■ **What to do**: Which lines in the records below contain the string "white"? Show every such line in full, and treat case as significant.

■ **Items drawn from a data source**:
-------
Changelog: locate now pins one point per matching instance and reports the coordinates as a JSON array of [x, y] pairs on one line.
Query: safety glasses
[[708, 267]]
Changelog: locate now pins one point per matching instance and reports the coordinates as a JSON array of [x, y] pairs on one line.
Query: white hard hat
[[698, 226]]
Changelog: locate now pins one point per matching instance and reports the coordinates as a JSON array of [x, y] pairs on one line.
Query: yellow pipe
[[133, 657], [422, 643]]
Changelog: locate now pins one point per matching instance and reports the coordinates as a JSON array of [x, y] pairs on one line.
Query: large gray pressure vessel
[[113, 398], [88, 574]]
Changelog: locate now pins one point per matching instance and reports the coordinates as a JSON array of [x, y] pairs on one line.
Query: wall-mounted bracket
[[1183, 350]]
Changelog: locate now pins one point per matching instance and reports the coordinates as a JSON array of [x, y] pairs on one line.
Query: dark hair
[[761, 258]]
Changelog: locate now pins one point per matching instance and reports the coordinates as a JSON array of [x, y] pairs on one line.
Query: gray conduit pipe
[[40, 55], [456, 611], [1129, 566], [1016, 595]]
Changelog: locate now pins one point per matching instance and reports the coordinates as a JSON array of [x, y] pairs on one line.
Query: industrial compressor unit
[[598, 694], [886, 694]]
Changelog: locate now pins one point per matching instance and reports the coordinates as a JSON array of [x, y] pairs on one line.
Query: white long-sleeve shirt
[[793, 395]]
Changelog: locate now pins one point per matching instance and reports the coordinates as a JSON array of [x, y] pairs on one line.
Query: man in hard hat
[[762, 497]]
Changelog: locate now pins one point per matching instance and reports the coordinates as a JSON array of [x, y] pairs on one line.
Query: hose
-------
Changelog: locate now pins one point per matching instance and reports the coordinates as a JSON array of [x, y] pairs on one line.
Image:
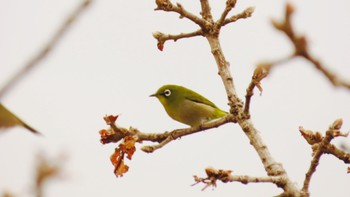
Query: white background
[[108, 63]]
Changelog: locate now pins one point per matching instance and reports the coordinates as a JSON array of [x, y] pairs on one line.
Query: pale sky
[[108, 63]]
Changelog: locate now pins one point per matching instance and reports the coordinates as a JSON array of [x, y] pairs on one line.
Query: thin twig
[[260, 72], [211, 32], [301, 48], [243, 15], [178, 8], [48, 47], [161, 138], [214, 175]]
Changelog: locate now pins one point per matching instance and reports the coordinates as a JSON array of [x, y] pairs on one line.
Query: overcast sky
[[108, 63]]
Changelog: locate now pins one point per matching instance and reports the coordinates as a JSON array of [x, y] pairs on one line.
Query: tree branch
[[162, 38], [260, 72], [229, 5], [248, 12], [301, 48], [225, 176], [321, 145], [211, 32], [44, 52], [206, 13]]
-------
■ **Solved exercise**:
Query: white hard hat
Query: white long-sleeve shirt
Query: white background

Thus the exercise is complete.